— Start Quoted passage —

Here is an Introduction
The collection of early books on New Zealand quickly becomes an intense study of the British colonisation of the country, because that is what the books are about. Narratives and accounts of early travellers and visitors, passers-by, missionaries, the first settlers and traders, explorers, Pacific rovers, and then into the 1830s and beyond, the accounts of those more permanently populating the new colony, their continuing engagement with Māori, the tensions around land purchase and the developing government, emigration schemes, and later in the century, those now resident and involved in governance and business. Māori never wrote their account in these early days and it resides in their oral history, and when in the printed word, through the European lens.
The books are mostly not spectacular, with only a couple being large illustrated productions. Many writers however, could sketch and paint and most of the books have illustrations and maps of some kind. However, there are few not worth reading, and some which are enthralling, not so much for accounts of exploration, after all, Māori were already there, but more for the depiction of life, characters and issues of the time. I have written an account of the major books of the 19 th Century, from 1807 to 1899 based on my own collection, with add-ins. The photos are rather amateurish and the text more about what interests me, with an attempt at being accurate and reasonably concise. There will be mistakes, omissions and sometimes a rather less than objective view of things. I have included mostly only substantial books, rarely pamphlets, speeches or other printed ephemera. More can be added, anything can be corrected or changed.

— End Quoted passage —
— Start Extracted entries —

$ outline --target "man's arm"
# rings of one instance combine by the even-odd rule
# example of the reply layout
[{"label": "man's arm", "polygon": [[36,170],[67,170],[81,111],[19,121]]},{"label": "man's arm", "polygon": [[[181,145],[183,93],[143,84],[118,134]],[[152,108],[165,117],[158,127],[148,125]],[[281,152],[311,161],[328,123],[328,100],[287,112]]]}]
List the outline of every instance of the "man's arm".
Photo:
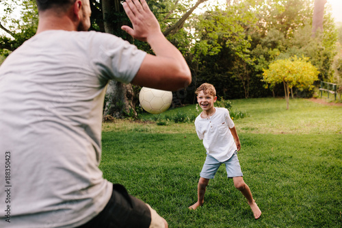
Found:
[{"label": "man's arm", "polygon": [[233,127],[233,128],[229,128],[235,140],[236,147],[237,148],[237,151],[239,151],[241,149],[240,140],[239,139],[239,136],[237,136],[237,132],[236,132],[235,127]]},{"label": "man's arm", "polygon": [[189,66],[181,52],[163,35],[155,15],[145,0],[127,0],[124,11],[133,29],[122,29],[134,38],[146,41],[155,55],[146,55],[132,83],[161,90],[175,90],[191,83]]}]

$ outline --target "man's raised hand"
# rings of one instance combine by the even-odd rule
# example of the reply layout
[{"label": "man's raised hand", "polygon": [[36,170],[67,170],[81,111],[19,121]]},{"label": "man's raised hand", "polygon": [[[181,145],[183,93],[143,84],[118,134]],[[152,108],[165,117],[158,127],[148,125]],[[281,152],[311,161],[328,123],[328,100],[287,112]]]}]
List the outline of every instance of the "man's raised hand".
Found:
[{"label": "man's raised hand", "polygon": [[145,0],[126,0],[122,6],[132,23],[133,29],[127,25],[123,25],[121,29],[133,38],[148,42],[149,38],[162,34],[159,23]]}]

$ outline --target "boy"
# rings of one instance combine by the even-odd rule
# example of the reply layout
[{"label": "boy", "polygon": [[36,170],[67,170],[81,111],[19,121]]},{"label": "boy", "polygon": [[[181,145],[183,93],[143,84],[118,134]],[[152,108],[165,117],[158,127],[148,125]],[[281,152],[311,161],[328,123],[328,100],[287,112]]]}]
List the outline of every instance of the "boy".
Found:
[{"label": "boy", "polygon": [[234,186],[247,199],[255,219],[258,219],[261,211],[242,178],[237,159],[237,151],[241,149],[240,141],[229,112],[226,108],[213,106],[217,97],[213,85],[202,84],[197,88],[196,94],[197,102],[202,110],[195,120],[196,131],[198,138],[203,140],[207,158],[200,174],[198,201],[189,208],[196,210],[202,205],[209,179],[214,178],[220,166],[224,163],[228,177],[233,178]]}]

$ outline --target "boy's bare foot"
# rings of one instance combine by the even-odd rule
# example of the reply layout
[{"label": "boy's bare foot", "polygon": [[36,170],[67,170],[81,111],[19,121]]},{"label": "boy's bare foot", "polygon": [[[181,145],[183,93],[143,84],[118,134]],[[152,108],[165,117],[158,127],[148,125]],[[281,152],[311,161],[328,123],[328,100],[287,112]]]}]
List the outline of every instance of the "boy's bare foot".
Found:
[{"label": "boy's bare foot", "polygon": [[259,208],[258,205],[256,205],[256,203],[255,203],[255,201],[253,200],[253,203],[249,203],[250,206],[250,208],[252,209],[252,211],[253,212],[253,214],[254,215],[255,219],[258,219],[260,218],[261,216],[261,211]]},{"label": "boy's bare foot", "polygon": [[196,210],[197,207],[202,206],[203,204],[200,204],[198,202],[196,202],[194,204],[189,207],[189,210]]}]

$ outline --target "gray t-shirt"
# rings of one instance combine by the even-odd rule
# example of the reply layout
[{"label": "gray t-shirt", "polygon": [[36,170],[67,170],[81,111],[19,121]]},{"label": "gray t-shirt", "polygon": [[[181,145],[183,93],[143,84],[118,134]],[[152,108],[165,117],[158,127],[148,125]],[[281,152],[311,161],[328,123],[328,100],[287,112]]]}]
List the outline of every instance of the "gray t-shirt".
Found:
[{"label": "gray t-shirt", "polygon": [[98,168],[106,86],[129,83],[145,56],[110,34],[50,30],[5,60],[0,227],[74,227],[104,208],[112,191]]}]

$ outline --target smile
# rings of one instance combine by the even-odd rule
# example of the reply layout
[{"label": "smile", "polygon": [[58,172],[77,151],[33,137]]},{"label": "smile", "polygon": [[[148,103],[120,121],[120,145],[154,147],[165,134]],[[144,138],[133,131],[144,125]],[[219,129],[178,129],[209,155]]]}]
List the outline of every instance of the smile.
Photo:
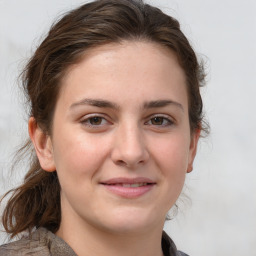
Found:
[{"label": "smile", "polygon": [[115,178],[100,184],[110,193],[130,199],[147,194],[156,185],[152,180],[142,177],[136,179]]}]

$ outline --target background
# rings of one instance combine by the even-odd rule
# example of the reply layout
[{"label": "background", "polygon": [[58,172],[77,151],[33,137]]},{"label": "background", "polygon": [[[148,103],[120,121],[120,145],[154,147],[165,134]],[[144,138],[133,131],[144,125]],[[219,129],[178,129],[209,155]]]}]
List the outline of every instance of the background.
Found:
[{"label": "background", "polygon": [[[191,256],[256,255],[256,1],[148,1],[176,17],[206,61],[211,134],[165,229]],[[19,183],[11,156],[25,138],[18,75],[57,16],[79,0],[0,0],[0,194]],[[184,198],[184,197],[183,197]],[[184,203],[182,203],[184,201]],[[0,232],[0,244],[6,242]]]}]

— End Extracted entries —
— Start Extracted entries —

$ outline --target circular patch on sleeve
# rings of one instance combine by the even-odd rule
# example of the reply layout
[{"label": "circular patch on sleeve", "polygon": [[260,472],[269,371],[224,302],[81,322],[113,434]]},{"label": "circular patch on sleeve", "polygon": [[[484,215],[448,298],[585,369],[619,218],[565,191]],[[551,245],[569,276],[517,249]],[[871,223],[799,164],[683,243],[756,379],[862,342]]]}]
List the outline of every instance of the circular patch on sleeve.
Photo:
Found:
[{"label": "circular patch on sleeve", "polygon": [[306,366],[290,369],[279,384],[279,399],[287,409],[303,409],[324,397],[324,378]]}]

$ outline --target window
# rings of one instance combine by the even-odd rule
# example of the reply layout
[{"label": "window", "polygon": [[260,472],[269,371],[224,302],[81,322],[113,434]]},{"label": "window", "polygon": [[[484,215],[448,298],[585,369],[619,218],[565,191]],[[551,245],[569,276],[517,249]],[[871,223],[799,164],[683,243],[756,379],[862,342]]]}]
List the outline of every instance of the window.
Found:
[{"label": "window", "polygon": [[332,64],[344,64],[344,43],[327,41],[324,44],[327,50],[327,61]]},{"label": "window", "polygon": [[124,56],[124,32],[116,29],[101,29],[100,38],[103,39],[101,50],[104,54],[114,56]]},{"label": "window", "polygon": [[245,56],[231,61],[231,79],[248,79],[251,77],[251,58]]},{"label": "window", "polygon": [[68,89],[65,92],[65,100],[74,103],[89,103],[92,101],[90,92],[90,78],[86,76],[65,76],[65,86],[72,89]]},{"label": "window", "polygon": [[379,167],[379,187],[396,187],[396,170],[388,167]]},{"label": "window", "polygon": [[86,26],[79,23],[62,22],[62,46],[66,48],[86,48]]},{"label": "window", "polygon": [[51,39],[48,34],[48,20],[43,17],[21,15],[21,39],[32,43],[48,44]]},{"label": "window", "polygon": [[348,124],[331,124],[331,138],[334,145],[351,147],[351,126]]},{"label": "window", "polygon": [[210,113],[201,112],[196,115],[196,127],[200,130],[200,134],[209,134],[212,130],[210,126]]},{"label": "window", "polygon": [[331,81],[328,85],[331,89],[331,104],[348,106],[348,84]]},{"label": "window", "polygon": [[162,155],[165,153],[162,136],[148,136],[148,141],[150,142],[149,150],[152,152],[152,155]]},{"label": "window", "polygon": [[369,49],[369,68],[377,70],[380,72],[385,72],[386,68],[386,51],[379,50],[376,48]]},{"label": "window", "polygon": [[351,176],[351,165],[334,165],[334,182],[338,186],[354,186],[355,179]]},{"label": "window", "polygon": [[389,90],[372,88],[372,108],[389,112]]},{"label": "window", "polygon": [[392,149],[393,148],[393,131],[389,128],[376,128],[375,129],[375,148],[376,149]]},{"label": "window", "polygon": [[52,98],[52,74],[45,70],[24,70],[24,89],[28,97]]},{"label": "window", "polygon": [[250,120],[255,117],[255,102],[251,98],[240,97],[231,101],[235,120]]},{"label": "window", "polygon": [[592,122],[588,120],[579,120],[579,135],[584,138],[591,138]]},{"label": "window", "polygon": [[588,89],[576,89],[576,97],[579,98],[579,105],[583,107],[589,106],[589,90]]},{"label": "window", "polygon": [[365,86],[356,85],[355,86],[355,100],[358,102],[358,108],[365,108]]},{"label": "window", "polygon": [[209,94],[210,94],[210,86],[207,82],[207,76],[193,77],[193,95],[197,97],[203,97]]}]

— End Extracted entries —

What is being asked:
Reproduce the introduction on early books about New Zealand word for word, everything from "Here is an Introduction" down to "the European lens.".

Response:
Here is an Introduction
The collection of early books on New Zealand quickly becomes an intense study of the British colonisation of the country, because that is what the books are about. Narratives and accounts of early travellers and visitors, passers-by, missionaries, the first settlers and traders, explorers, Pacific rovers, and then into the 1830s and beyond, the accounts of those more permanently populating the new colony, their continuing engagement with Māori, the tensions around land purchase and the developing government, emigration schemes, and later in the century, those now resident and involved in governance and business. Māori never wrote their account in these early days and it resides in their oral history, and when in the printed word, through the European lens.